Records contained in a dataset:
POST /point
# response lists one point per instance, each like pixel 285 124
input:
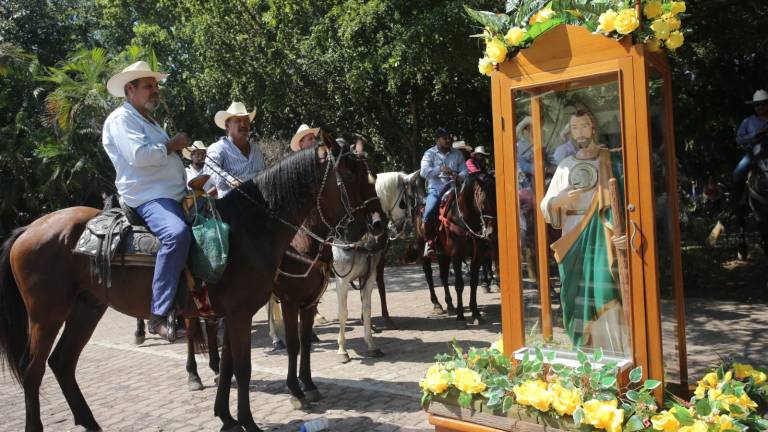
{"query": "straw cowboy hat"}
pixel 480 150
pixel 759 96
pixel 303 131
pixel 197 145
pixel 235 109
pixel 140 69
---
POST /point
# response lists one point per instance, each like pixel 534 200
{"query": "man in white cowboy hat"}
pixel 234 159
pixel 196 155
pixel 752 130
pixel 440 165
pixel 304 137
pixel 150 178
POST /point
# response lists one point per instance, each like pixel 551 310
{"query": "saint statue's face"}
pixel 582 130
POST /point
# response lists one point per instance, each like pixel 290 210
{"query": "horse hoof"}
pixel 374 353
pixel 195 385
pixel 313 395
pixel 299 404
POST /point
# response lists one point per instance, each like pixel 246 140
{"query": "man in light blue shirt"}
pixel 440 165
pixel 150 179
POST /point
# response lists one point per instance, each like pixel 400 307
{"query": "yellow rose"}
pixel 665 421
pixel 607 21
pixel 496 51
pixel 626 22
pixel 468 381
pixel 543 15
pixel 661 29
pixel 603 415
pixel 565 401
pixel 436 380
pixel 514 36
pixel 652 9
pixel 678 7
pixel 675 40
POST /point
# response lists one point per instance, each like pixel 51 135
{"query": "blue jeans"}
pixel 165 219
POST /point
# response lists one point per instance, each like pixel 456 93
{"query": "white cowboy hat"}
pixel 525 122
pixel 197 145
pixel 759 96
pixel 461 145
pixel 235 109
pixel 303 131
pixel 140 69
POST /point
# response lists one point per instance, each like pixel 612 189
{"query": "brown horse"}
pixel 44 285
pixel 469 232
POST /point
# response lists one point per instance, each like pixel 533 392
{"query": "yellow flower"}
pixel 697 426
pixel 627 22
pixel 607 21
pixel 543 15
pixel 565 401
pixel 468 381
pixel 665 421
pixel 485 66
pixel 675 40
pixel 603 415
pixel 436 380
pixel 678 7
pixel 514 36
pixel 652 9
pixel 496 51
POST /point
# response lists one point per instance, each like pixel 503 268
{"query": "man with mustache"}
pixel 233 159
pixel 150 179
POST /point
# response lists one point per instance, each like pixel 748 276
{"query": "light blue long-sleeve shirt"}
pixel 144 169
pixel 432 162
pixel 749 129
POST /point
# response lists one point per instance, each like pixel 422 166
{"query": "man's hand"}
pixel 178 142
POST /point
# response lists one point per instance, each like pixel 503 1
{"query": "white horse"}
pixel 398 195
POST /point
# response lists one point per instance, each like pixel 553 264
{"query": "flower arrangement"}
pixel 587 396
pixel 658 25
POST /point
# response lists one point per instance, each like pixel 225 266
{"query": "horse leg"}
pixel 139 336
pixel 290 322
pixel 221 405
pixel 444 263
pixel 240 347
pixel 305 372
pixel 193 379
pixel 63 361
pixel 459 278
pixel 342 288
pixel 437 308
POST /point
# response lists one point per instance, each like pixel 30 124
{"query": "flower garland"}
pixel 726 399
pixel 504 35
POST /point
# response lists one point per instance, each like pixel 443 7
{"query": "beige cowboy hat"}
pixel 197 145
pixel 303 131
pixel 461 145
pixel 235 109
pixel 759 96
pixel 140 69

— What needs to be done —
Restate word for word the lines of the data above, starting at the line containing "# response lists one point per instance, each like pixel 290" and ending at the line containing "# response lists one point per instance, each like pixel 400", both included, and nothing more.

— Exercise solution —
# response lists one point per instance, each like pixel 290 210
{"query": "horse hoof"}
pixel 374 353
pixel 195 385
pixel 313 395
pixel 299 404
POST /point
# response lists one point per instance, each like pixel 246 140
{"query": "man in light blue shirt"}
pixel 440 165
pixel 150 179
POST /point
# response lists one point per instance, each like pixel 400 307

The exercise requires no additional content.